• **Job**
Repeat the data below from the line holding "Indicate the headlight" through the end of the data, inclusive, with "occurrence" in place of "instance" and nothing else changed.

Start

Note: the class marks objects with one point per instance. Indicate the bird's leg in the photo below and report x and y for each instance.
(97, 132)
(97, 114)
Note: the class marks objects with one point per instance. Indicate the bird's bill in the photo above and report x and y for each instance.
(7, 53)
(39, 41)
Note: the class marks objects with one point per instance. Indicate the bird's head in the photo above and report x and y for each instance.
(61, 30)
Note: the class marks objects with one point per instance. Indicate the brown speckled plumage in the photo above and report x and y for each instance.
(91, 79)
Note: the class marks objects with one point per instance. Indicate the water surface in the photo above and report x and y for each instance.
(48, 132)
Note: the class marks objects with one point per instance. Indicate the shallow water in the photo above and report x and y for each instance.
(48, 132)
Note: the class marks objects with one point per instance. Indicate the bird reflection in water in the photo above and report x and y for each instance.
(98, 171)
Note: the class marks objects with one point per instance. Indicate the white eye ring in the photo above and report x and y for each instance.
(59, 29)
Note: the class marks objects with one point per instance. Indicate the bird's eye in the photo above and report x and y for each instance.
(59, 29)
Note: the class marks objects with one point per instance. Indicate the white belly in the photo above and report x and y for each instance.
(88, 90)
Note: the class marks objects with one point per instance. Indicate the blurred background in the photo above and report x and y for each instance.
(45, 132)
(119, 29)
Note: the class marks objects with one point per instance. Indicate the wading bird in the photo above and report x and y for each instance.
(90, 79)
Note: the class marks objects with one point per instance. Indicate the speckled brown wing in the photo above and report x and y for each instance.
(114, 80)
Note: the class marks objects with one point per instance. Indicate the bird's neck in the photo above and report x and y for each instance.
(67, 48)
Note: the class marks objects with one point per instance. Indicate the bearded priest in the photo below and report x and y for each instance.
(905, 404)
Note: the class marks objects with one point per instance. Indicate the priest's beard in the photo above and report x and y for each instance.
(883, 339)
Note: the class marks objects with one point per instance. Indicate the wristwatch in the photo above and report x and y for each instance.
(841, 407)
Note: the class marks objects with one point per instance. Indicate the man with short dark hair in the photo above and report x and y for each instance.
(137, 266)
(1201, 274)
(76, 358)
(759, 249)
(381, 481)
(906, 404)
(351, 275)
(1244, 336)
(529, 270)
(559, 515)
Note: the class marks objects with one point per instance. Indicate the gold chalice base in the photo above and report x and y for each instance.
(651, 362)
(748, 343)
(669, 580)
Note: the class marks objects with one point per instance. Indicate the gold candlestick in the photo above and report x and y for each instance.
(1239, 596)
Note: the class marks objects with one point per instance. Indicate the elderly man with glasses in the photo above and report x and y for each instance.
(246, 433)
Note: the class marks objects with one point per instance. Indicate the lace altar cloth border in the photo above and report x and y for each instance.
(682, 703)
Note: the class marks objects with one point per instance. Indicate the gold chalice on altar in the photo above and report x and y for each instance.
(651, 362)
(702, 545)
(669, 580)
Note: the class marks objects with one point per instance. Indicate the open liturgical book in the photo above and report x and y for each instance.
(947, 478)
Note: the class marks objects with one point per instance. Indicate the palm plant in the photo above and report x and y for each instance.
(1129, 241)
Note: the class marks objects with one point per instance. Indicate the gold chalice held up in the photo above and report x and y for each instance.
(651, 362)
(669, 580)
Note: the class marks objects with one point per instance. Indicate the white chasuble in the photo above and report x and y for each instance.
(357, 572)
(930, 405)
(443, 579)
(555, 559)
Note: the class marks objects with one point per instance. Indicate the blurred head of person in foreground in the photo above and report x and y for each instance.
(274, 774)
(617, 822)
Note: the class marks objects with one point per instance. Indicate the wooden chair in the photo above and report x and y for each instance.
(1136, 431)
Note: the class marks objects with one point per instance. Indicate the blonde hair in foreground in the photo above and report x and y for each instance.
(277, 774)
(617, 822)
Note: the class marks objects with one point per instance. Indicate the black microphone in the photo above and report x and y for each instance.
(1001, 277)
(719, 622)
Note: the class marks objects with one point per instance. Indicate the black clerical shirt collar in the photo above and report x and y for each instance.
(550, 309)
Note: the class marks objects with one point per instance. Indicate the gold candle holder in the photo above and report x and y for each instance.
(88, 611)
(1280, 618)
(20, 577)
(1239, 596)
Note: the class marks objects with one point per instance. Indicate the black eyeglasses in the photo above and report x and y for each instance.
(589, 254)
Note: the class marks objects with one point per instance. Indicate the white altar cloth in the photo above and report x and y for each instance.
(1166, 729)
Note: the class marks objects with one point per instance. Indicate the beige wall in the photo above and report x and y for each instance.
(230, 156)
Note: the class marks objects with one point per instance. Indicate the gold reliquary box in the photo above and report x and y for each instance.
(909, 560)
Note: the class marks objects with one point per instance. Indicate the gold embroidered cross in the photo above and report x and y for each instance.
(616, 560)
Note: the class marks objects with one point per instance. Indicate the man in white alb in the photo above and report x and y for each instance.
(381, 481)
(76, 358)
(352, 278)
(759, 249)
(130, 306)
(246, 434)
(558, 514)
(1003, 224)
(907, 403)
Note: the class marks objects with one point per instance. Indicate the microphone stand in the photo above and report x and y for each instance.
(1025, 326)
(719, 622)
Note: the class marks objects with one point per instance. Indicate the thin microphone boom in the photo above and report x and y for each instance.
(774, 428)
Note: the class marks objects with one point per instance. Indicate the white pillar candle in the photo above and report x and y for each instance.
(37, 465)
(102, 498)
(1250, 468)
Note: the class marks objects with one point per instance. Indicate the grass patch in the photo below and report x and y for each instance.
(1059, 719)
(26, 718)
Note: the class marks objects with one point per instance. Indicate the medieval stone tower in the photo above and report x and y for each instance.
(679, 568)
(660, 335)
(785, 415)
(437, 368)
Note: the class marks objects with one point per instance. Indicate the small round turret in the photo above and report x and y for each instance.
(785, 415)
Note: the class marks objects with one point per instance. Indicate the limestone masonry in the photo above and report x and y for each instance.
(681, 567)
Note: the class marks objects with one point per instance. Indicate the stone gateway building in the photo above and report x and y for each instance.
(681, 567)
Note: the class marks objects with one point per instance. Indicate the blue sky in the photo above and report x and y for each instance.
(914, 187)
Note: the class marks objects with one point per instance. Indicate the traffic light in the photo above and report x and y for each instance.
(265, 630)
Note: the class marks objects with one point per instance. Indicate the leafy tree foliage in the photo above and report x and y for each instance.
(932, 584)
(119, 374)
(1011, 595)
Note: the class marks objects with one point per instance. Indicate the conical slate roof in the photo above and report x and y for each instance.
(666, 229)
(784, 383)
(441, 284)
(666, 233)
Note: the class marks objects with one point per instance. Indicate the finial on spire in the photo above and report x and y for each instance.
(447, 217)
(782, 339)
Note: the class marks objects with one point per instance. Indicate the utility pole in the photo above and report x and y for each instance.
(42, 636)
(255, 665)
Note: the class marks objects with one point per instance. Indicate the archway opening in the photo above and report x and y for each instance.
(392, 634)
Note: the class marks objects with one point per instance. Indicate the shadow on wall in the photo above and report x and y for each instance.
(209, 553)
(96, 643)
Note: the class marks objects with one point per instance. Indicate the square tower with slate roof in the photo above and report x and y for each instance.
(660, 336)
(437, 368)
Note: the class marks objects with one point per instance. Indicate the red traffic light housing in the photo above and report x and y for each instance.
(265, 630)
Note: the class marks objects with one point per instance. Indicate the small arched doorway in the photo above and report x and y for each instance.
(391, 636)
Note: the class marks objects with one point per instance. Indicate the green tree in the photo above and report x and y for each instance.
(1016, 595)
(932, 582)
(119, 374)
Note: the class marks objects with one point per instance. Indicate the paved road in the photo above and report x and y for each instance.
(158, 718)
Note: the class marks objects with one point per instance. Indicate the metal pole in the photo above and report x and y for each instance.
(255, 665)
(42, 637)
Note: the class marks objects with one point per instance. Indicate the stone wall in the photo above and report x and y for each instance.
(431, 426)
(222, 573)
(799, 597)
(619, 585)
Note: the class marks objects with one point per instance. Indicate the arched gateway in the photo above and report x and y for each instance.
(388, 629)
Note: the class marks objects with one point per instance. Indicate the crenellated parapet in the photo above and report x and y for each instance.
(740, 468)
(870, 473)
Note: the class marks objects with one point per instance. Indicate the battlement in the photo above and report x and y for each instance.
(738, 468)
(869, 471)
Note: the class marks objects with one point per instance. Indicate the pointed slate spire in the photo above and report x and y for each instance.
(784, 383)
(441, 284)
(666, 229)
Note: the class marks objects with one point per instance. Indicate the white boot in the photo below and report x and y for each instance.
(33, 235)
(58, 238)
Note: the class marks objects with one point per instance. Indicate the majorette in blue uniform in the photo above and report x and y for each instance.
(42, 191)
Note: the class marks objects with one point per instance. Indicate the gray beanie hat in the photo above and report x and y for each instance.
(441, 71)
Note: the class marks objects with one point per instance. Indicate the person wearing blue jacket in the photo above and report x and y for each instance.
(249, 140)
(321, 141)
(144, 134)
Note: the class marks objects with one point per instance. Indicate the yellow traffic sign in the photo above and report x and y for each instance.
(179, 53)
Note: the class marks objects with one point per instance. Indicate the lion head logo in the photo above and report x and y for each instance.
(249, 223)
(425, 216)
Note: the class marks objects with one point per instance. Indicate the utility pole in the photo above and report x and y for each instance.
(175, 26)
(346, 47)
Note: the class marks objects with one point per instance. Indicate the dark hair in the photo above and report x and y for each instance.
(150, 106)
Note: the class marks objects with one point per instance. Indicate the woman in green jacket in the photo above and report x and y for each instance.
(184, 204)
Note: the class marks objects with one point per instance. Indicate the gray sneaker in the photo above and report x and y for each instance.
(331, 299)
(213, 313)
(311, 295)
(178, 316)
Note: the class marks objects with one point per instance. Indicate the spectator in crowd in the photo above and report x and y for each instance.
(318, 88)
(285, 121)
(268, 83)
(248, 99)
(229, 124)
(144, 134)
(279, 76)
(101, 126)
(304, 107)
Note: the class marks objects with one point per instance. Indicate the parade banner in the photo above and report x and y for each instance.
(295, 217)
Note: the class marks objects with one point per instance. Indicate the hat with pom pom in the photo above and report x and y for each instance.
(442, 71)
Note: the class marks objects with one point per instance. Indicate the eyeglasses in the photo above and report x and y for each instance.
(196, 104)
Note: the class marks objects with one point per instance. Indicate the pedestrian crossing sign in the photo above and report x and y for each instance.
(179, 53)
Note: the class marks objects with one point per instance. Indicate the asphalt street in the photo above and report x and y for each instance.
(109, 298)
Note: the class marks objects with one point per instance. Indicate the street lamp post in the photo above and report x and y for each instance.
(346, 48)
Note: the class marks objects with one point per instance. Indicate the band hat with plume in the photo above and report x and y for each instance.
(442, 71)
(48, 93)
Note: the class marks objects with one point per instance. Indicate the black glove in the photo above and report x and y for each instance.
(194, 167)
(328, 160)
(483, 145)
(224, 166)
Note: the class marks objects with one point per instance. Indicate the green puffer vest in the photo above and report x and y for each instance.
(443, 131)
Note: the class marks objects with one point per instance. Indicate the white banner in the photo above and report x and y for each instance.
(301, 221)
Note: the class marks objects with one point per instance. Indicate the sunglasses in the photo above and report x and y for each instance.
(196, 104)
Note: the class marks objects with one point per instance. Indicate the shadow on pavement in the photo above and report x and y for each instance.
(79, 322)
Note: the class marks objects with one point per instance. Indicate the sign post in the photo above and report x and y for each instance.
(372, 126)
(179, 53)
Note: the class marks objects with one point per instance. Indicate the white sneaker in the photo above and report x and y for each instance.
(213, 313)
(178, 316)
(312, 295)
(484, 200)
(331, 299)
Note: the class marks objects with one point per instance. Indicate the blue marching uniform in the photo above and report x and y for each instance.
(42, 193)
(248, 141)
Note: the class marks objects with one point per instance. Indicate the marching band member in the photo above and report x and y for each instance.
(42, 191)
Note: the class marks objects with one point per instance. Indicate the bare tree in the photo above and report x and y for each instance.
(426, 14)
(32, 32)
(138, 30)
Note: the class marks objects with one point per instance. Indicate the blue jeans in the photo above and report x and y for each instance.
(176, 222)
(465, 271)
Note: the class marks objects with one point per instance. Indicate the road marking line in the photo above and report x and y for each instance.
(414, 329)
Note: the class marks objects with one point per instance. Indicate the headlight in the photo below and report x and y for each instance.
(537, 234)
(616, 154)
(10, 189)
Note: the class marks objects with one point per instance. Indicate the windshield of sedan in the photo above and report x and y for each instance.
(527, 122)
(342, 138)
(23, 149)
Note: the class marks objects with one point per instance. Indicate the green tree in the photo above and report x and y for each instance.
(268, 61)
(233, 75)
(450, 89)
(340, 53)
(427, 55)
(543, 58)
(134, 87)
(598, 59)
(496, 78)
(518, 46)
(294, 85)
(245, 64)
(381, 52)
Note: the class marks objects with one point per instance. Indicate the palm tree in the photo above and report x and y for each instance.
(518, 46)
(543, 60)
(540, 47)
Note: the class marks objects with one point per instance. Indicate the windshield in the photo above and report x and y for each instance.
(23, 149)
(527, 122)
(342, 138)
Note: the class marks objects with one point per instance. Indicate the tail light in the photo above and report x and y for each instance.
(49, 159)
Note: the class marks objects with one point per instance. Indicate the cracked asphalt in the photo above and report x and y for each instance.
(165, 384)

End

• **Task output**
Note: the class marks objects with one point per occurrence. Indicate the headlight in the photo below and report x and y for each occurrence.
(537, 234)
(616, 154)
(10, 189)
Note: the class marks objects with one point per occurrence. Indicate the windshield of sedan in the photo above and report x and y for each occurrence.
(527, 122)
(342, 138)
(23, 149)
Note: the class marks objects with one point per occurrence. Indicate the green tree in the photo above and report x and y for each occurrence.
(268, 61)
(233, 75)
(450, 89)
(340, 53)
(427, 55)
(543, 58)
(134, 87)
(598, 59)
(496, 78)
(518, 46)
(294, 85)
(245, 64)
(381, 52)
Note: the class marks objects with one point per occurrence. Indicate the palm tree in the photo above and report x and y for each occurrence.
(518, 46)
(543, 60)
(540, 47)
Note: the class marks objects with one point per occurrence. Indicate the windshield in the photo above and report x and y for each occurrence.
(23, 149)
(527, 122)
(342, 138)
Note: the class marks objects with one point per occurrence. Indicate the tail light in the photo above and report x and y for each occurrence.
(49, 159)
Note: the class marks objects with one point per occurrence. Indicate the cracked asphalt in the photo above and report x and y for each occurrence.
(165, 384)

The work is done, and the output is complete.